▸ **Assigned task**
In the copy, include no pictures, but reproduce every record exactly.

▸ **Material supplied**
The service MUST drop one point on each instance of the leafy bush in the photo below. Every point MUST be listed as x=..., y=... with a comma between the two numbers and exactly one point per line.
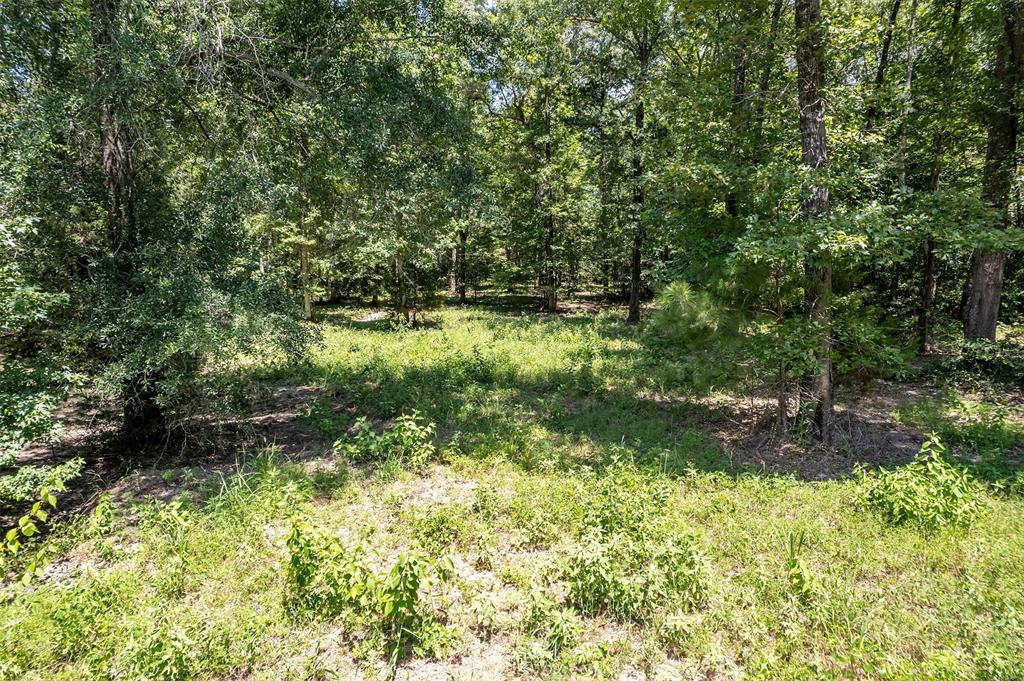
x=631, y=579
x=1001, y=362
x=557, y=627
x=26, y=483
x=631, y=561
x=862, y=345
x=689, y=317
x=408, y=441
x=929, y=493
x=327, y=579
x=628, y=501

▸ **Response for this exercise**
The service MUST drop one point on each instance of the leafy bush in the photo below. Every point MUST be listed as x=..., y=... with a comma between the two numbers and exactly one point per line.
x=631, y=579
x=1001, y=362
x=557, y=627
x=26, y=483
x=631, y=561
x=862, y=345
x=689, y=317
x=408, y=441
x=929, y=493
x=327, y=579
x=628, y=501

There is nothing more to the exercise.